■ Excerpt:
How Politics Derailed EPA Science on Arsenic, Endangering Public Health

Delay keeps pesticides with arsenic on the market

MOUNT VERNON, Maine — Living in the lush, wooded countryside with fresh New England air, Wendy Brennan never imagined her family might be consuming poison every day.

But when she signed up for a research study offering a free T-shirt and a water-quality test, she was stunned to discover that her private well contained arsenic.

“My eldest daughter said … ‘You’re feeding us rat poison.’ I said, ‘Not really,’ but I guess essentially … that is what you’re doing. You’re poisoning your kids,” Brennan lamented in her thick Maine accent. “I felt bad for not knowing it.”

Brennan is not alone. Urine samples collected by the Centers for Disease Control and Prevention from volunteers reveal that most Americans regularly consume small amounts of arsenic. It’s not just in water; it’s also in some of the foods we eat and beverages we drink, such as rice, fruit juice, beer and wine.

Under orders from a Republican-controlled Congress, the Environmental Protection Agency in 2001 established a new drinking-water standard to try to limit people’s exposure to arsenic. But a growing body of research since then has raised questions about whether the standard is adequate.

■ Problems to solve:
1: Answer these questions about the arsenic article:
(a) Besides a water-quality test, what did the research study offer Wendy Brennan?
(b) Which agency collected the urine samples from volunteers?
(c) In what year did the Environmental Protection Agency establish its new drinking-water standard for arsenic?
2: Extract everything in the arsenic article from "But when she" down to "beer and wine.".

■ Data extract:
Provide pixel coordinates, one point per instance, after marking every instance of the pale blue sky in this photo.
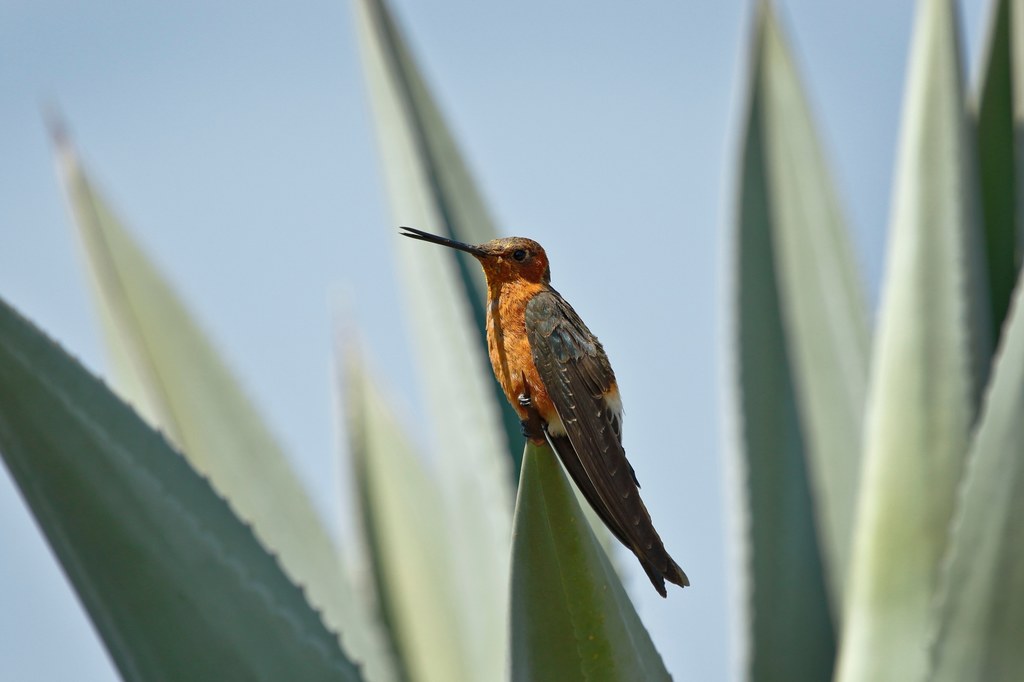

■ Results of the tasks:
1:
(a) A free T-shirt
(b) The Centers for Disease Control and Prevention
(c) 2001

2:
But when she signed up for a research study offering a free T-shirt and a water-quality test, she was stunned to discover that her private well contained arsenic.

“My eldest daughter said … ‘You’re feeding us rat poison.’ I said, ‘Not really,’ but I guess essentially … that is what you’re doing. You’re poisoning your kids,” Brennan lamented in her thick Maine accent. “I felt bad for not knowing it.”

Brennan is not alone. Urine samples collected by the Centers for Disease Control and Prevention from volunteers reveal that most Americans regularly consume small amounts of arsenic. It’s not just in water; it’s also in some of the foods we eat and beverages we drink, such as rice, fruit juice, beer and wine.